質問主意書

第170回国会(臨時会)

質問主意書


質問第一〇三号

田母神俊雄前航空幕僚長の「日本は侵略国家であったのか」という題で発表された論文に関する再質問主意書

右の質問主意書を国会法第七十四条によって提出する。

  平成二十年十一月二十六日

松野 信夫   


       参議院議長 江田 五月 殿



   田母神俊雄前航空幕僚長の「日本は侵略国家であったのか」という題で発表された論文に関する再質問主意書

 田母神俊雄前航空幕僚長が「我が国が侵略国家だったなどというのは正に濡れ衣」等と主張する論文について質問主意書を提出したところ、平成二十年十一月十四日付で答弁がなされた(内閣参質一七〇第八二号)が、極めて不十分と言わざるを得ない。とりわけ同論文については、幕僚長の発言としては不適切との麻生総理大臣及び浜田防衛大臣の批判はあるものの、具体的にどの点がどのように不適切なのかが明らかではない。
 前回の質問主意書では、具体的に同論文の文章を指摘して、どのように不適切であるのか明らかにするよう求めたが、その答弁では、「政府の認識については、平成七年八月十五日及び平成十七年八月十五日の内閣総理大臣談話等において示されてきているとおり」とあるのみで、これではどこがどのように異なる見解なのかが明確ではない。明確な指摘がないからこそ、田母神氏は参議院外交防衛委員会でも、多くの国民が自分を支持してくれているなどと強弁しているのではないか。田母神氏の主張のどこが間違いであるかを一つずつ丁寧に指摘して正していくことが重要である。
 そこで、以下のとおり質問する。

一 田母神俊雄前航空幕僚長が「日本は侵略国家であったのか」という題で発表した論文(以下、「田母神論文」という。)は政府の考え方と食い違っているとされているが、論文にある次の部分は、政府の考え方と食い違っているか、それともそうではないかを明らかにされたい。政府の考え方と食い違っている場合にはどう違っているのか、政府見解を示されたい。先の答弁では「内閣総理大臣談話等」とされるのみであるから、それぞれ各項目ごとに「談話等」のどの部分とどのように異なるのか逐一明示されたい。

- _記録一覧_
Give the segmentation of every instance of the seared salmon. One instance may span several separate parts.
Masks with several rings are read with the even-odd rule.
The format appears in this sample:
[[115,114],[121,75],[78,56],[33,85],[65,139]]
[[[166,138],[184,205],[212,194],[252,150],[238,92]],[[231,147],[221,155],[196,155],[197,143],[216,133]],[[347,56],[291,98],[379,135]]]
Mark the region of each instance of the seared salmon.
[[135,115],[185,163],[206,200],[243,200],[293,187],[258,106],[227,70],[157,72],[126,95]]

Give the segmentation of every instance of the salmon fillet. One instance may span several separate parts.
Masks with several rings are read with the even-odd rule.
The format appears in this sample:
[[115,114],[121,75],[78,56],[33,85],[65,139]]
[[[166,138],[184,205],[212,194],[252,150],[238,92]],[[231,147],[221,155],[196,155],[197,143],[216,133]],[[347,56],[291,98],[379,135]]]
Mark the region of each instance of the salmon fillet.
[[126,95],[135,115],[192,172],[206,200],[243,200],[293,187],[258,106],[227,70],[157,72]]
--
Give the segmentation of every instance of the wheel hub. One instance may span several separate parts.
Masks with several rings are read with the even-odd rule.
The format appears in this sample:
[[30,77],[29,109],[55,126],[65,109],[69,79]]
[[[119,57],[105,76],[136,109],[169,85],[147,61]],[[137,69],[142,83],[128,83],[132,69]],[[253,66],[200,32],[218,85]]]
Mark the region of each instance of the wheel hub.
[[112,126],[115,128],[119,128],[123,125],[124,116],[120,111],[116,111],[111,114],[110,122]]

- _作業課題_
**1.** 本文のうち「参議院議長 江田 五月」から始まり「そこで、以下のとおり質問する。」に至るまでの部分を、「答弁」を「回答」に置き換えて書き直してください。
**2.** 本文に基づき、次の問いに答えてください。
(a) この再質問主意書が提出された日付はいつですか。
(b) この再質問主意書の宛先として記されているのは誰ですか。
(c) 前回の答弁が政府の認識を示すものとして挙げた内閣総理大臣談話の日付はいつですか。

- _問題の解答_
**1.**
参議院議長 江田 五月 殿



   田母神俊雄前航空幕僚長の「日本は侵略国家であったのか」という題で発表された論文に関する再質問主意書

 田母神俊雄前航空幕僚長が「我が国が侵略国家だったなどというのは正に濡れ衣」等と主張する論文について質問主意書を提出したところ、平成二十年十一月十四日付で回答がなされた(内閣参質一七〇第八二号)が、極めて不十分と言わざるを得ない。とりわけ同論文については、幕僚長の発言としては不適切との麻生総理大臣及び浜田防衛大臣の批判はあるものの、具体的にどの点がどのように不適切なのかが明らかではない。
 前回の質問主意書では、具体的に同論文の文章を指摘して、どのように不適切であるのか明らかにするよう求めたが、その回答では、「政府の認識については、平成七年八月十五日及び平成十七年八月十五日の内閣総理大臣談話等において示されてきているとおり」とあるのみで、これではどこがどのように異なる見解なのかが明確ではない。明確な指摘がないからこそ、田母神氏は参議院外交防衛委員会でも、多くの国民が自分を支持してくれているなどと強弁しているのではないか。田母神氏の主張のどこが間違いであるかを一つずつ丁寧に指摘して正していくことが重要である。
 そこで、以下のとおり質問する。

**2.**
(a) 平成二十年十一月二十六日
(b) 参議院議長 江田 五月
(c) 平成七年八月十五日及び平成十七年八月十五日